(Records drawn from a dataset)

◇ ◇ ◇ ◇ ◇ ◇ ◇

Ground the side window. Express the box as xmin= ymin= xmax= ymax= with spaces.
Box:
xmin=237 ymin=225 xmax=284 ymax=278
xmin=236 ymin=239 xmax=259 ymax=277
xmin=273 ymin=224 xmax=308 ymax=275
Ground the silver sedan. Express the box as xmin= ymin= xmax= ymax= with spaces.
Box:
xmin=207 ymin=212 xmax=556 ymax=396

◇ ◇ ◇ ◇ ◇ ◇ ◇

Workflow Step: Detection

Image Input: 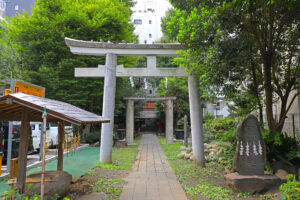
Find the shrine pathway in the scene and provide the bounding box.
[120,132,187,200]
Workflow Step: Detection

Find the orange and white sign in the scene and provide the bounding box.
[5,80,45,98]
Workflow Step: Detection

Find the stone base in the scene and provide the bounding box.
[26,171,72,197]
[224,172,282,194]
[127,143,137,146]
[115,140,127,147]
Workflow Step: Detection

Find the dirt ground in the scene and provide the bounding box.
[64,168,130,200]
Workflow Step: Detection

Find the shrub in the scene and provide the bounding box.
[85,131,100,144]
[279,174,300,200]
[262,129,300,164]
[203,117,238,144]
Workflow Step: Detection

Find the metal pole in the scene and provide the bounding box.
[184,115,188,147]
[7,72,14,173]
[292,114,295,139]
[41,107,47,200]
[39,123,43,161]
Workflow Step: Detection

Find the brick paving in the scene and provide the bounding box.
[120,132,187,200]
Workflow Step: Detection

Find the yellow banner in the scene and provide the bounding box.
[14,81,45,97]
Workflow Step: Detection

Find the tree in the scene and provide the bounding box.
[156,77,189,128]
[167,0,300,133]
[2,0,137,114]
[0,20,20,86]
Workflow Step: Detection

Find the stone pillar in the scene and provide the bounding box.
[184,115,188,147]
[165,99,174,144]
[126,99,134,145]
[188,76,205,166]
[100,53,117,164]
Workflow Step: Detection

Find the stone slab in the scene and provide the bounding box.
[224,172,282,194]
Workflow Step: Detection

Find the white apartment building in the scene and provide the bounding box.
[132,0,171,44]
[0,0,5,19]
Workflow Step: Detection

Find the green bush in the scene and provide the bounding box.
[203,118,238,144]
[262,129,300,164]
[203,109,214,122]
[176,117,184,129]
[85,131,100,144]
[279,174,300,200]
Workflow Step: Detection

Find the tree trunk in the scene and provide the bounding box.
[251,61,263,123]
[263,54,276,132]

◇ ◇ ◇ ◇ ◇ ◇ ◇

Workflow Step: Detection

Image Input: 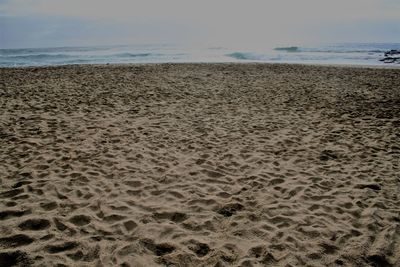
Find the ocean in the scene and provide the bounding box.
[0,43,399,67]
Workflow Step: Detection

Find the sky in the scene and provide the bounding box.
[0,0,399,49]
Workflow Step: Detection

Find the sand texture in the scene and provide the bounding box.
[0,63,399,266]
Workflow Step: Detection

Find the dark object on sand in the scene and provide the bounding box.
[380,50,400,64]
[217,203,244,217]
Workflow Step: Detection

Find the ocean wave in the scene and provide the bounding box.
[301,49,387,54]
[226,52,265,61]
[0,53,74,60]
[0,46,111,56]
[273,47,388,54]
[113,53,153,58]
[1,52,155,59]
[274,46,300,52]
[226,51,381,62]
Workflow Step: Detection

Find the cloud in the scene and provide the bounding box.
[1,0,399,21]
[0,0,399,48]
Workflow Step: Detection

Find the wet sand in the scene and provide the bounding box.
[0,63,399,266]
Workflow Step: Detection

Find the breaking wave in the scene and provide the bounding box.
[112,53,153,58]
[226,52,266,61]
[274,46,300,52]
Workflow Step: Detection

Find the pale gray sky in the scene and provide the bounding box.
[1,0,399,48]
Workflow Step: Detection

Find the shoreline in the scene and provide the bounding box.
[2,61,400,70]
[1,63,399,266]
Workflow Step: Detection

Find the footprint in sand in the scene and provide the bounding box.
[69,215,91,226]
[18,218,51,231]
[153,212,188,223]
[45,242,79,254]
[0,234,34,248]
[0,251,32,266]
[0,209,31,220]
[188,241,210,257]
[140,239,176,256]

◇ ◇ ◇ ◇ ◇ ◇ ◇

*YOUR GOAL*
From the data above, output only the lines between the line containing "Ground the side" and the line containing "Ground the silver", inclusive, exactly as written.

*THE COMPLETED TASK*
Ground the side window. Express the box as xmin= ymin= xmax= ymax= with spaces.
Box:
xmin=237 ymin=225 xmax=284 ymax=278
xmin=236 ymin=239 xmax=259 ymax=277
xmin=273 ymin=224 xmax=308 ymax=275
Ground the silver sedan. Express the box as xmin= ymin= xmax= ymax= with spaces.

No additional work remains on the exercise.